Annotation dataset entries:
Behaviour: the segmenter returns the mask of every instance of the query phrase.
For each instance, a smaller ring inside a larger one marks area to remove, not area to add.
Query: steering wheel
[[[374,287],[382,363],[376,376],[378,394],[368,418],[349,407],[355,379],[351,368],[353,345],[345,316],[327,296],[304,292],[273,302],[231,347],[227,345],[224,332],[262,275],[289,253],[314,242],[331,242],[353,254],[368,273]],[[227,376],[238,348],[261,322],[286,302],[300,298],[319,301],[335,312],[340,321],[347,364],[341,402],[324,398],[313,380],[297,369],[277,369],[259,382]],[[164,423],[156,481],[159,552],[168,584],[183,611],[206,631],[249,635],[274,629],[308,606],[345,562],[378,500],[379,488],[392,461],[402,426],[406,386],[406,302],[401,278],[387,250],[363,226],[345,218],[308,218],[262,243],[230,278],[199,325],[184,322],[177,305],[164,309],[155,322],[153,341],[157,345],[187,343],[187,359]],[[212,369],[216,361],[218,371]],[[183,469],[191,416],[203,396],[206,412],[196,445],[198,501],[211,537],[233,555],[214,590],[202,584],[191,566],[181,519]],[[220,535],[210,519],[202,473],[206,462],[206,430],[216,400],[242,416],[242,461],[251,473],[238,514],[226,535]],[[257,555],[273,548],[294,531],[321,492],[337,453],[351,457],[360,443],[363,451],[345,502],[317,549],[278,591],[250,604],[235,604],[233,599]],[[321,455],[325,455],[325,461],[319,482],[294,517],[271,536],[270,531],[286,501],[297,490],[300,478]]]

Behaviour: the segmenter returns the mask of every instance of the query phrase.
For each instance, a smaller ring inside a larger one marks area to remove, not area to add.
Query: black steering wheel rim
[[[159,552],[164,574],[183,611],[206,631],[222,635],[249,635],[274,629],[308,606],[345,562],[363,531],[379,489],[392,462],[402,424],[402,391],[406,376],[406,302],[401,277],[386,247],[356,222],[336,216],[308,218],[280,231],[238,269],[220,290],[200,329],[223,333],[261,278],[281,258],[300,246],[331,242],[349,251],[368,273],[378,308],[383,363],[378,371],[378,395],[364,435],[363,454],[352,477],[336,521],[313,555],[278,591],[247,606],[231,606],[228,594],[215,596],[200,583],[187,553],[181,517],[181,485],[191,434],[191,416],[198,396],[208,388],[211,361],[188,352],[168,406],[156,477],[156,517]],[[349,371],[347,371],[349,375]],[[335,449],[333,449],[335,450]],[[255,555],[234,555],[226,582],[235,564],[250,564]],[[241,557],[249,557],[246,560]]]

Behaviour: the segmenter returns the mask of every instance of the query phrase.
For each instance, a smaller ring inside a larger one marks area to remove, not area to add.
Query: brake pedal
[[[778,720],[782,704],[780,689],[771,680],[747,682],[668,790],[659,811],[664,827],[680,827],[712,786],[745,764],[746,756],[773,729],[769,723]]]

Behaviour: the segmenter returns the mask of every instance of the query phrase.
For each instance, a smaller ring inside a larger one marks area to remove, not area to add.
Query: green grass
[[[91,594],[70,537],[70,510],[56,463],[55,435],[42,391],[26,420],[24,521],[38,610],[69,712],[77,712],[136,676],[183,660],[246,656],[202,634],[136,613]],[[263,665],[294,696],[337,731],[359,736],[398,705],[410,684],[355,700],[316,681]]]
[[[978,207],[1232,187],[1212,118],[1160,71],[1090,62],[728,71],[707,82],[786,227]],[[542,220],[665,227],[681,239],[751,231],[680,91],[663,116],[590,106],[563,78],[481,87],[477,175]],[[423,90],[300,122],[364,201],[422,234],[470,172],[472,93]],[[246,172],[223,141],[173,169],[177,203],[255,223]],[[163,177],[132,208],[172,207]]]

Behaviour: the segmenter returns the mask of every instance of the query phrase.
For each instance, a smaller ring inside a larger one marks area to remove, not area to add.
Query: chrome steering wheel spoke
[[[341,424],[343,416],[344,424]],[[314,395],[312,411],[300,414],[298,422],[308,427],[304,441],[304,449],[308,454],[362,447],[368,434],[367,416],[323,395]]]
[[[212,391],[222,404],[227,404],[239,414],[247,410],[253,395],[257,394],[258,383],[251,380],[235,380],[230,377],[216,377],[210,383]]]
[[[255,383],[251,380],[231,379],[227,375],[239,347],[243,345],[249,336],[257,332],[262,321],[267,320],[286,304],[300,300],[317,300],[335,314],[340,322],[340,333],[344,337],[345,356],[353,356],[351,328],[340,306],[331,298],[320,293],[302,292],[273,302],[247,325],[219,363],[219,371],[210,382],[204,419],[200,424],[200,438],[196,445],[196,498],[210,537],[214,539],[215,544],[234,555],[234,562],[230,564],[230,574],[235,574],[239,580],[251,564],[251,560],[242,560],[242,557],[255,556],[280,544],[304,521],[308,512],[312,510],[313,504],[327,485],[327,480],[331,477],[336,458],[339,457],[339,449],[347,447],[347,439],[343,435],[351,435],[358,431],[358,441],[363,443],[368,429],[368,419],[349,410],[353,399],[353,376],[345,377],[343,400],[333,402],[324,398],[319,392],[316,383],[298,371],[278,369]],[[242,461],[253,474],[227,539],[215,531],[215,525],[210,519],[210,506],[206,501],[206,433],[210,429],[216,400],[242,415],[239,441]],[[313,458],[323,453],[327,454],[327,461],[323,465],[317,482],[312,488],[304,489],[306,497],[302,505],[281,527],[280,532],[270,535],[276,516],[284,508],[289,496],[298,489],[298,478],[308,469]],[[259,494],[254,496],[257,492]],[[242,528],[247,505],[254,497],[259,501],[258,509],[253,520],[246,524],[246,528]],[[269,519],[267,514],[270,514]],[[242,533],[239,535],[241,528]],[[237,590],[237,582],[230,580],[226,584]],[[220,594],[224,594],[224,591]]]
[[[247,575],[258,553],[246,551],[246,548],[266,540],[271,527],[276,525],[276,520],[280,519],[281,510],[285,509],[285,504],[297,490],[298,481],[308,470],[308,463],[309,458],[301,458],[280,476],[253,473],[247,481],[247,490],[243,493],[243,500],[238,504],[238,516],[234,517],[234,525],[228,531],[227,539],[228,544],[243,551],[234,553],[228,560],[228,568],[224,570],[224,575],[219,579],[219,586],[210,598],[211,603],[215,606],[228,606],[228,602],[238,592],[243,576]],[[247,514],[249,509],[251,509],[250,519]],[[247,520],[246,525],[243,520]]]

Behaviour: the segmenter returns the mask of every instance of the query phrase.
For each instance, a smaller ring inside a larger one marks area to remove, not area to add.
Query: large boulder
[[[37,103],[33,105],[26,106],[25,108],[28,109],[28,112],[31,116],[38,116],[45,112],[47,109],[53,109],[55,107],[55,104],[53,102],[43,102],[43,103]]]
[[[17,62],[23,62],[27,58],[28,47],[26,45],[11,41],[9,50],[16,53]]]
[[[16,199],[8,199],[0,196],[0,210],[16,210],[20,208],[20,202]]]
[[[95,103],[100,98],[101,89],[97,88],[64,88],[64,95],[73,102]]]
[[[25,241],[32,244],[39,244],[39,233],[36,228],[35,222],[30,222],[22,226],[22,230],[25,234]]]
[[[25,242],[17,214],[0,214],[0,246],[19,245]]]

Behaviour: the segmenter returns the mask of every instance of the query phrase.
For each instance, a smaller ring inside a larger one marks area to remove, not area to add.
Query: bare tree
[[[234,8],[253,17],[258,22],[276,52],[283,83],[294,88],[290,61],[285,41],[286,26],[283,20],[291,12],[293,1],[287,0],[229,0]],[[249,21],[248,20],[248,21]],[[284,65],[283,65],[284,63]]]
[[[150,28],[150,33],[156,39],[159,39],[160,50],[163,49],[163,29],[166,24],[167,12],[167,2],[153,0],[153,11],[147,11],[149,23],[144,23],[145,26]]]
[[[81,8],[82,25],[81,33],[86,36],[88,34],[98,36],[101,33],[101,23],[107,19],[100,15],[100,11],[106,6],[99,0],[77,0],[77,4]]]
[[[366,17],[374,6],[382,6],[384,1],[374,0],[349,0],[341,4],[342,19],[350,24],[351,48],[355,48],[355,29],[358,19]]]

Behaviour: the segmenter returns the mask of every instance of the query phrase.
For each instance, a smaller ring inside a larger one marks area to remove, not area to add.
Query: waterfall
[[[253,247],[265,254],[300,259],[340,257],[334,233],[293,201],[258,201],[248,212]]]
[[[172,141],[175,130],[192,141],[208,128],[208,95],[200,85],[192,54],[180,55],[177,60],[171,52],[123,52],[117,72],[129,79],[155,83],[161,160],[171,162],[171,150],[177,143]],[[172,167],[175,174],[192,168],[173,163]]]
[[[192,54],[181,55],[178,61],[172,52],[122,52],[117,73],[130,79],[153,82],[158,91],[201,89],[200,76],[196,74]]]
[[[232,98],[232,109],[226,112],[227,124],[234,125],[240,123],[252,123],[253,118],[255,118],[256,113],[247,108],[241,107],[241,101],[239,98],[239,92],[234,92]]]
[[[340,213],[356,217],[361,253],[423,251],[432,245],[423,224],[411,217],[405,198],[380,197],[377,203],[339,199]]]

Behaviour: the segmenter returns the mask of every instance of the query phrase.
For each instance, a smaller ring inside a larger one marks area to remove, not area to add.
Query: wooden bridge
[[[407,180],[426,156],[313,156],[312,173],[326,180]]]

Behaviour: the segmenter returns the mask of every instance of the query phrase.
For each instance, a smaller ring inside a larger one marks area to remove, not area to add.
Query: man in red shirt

» Goal
Copy the data from its first line through the line containing "Query: steering wheel", substituting "silhouette" for "mask" and changing nothing else.

» Solution
Behaviour: the segmenter returns the silhouette of every instance of the query phrase.
For each instance, a smaller ring inside a larger one marks area to remove, not area to add.
Query: steering wheel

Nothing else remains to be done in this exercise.